Natural-language object grounding data:
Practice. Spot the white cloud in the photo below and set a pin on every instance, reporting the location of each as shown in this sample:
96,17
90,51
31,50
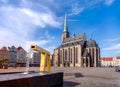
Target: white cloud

Problem to work on
Among the lines above, which hold the word "cloud"? Report each one.

Finished exercise
Practice. Spot the white cloud in the photo below and set a pin on every instance, reporting the location of each as shown in this sample:
Target: white cloud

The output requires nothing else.